TEXT EXCERPT:
<<<<
For the sake of thread conversation: one of my thought processes is that I am not sure what ethical minefield one is jumping into by funding the tech-bro AI companies. I think we’re going to get a reckoning with forthcoming price-increases anyway; engineers who’ve been making hay with running sub-agents overnight may have to rein in their wild abandon when the subsidies run out.

That said, I will probably grab one of the least-worst options (Claude) and learn how to use it for a few months. I can see me pushing the button on local LLMs, and it would be a fun project to experiment with, but I wonder if there is an early-adopter time/price tax at present.

Oh boy. AI ethics are a minefield for sure. Negative impacts all around (energy, environment, workforce, etc.) and so much stupid hype over-promising and under-delivering. Not even going into what data models were trained on and impact on artists, and all creators really. On the other hand it’s something that is incredibly useful in certain applications already - with very good results). On some level reminds me of blockchain hype and real opportunities (e.g. cutting out traditional middleman in finance), with so much shady stuff going on and so many people getting fucked over.

About the early-adopter time/price tax. In software engineering LLMs are incredibly powerful. Claude Code, Cursor, Google Antigravity, Mistral Vibe, what have you don’t really have high hardware demands and are pretty easy to set up. Depending on how sensitive your data is you might want start learning on a dedicated machine. If at some point you think you’ll depend more on agentic coding going forward IMO it might be worth it to get a smooth local setup going. If for whatever reason the entry barrier for the big players gets bigger over night (heavy price increases, losing access, etc.).

The main reason why I currently don’t pursue a local setup is somewhat silly. It will definitely demand more performance of my Desktop than with my current regular use. I’m dreading the near constant fan noise that’s very likely to happen with it :slight_smile:

2 Likes

Good thoughts, all agreed.
>>>>
INFORMATION PROVIDED:
<<<<
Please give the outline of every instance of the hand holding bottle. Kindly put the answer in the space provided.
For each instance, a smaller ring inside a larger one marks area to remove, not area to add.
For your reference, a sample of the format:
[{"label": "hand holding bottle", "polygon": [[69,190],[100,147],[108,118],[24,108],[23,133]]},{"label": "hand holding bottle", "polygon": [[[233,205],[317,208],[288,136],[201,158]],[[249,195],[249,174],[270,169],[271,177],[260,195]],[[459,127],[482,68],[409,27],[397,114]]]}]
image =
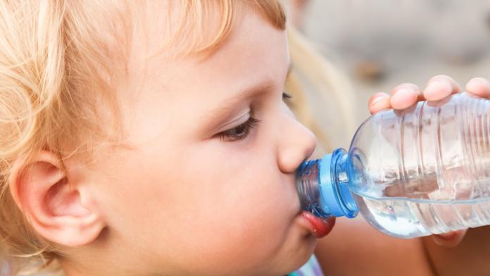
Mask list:
[{"label": "hand holding bottle", "polygon": [[[465,86],[466,91],[482,97],[490,97],[490,82],[475,77],[470,80]],[[375,113],[387,108],[405,109],[418,101],[439,100],[462,91],[460,85],[451,77],[440,75],[430,79],[423,90],[411,83],[404,83],[396,87],[391,95],[379,92],[373,95],[369,101],[371,113]],[[452,246],[458,244],[464,237],[466,230],[460,230],[434,235],[434,242],[443,246]]]}]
>>>>
REQUIRED ACTIONS:
**a.** In the forum thread on AI ethics, which option does the first poster plan to learn for a few months?
**b.** Explain why the second poster in the forum thread on AI ethics is not currently pursuing a local setup.
**c.** Please continue the forum thread on AI ethics from where it stops.
None of the lines are needed here.

EXERCISE RESULTS:
**a.** Claude, which the poster calls one of the least-worst options.

**b.** A local setup would demand more performance from the poster's desktop than current regular use does. The poster dreads the near-constant fan noise that would very likely result.

**c.**
I plan to set this up on an entirely separate computer - would be nice to use the Framework Desktop, or maybe a more traditional gaming rig with the funky glass side and glowing components neon-lit within. But it could be in a different room to my office - I’d just be accessing it over the LAN. Importantly I’d share my fibre connection IP on a dynamic DNS domain, and set up some kind of auth system, so I can access my LLM from outside the house too.

With that kind of setup your initial question is easy to answer: FW Desktop is more than capable enough to use any external code generation LLMs and usual software development workflows. Definitely also fine to tinker with local LLMs.

If you have a dedicated machine you also might look into Hermes Agent which is gaining a lot of popularity lately. Feels pretty similar to a locally run Claude Code and a bit less rough than OpenClaw.

Ah yes, perhaps I was not clear. My end purpose is in wanting to rely on local LLMs entirely, so as to negate the question of what killer-robots mania Karp and Musk etc are planning for humanity (and how I can avoid funding the same).

From my early research, running 70B and 100+B models is viable locally, and I’ve no doubt that small coding tasks like, say, reformatting a JSON array is possible. But for my next stage of AI competence, I want to be able to develop a whole application feature using local AI; I know remote systems can do it, but I want eventually to end my Claude subscription. This requires the LLM to hold a lot more context in memory, and to understand the structure of a large codebase, and I am not yet sure that local models can do that yet.

If you look into Hermes with a Qwen 3.6 model let us know about the performance :slight_smile: From my (little) research that seems like one of the best open source & locally run approaches at the moment.

1 Like

I’ve been using a Framework Desktop as an Ollama+OpenWebUI (+SearxNG+Tika) server, and for code generation I have Hermes Agent, Opencode, and Ollama running on a Framework 16 (AMD GPU).

The desktop Ollama runs the big models (generally quants of Gemma4, Qwen3.6, Laguna-XS in the 30-70GB size range), and laptop Ollama is used for the smaller exploratory models, embedding models, etc. This is easier to manage in Opencode than in Hermes, which seems to like using one model for everything - but Hermes can farm code-generation tasks out to Opencode. Smaller quants of the models on the desktop can be run on the laptop when travelling, should the need arise.

I don’t do benchmarking and haven’t recorded the tokens-per-second, as I just don’t care. The performance is acceptable. Big tasks can take many hours, sometimes overnight. Small tasks are done in a few minutes. Design discussion is basically real-time. The quality is generally pretty good: far, far superior to what I was getting without agents.

A side note on the use of OpenWebUI, as I inverted the usual approach. I defined a few Knowledge collections containing design documents, regulatory protocols, research papers, support tickets, etc. I then created Models based on ones that Hermes plays well with (Gemma4 and Qwen3.6) and assigned one or more Knowledge collections to them: this gave me Domain Experts. I made these models public and available via the OpenWebUI API, and added that as a provider in Hermes agent. Then created Hermes Profiles for each model, effectively making each Domain Expert model a sub-agent.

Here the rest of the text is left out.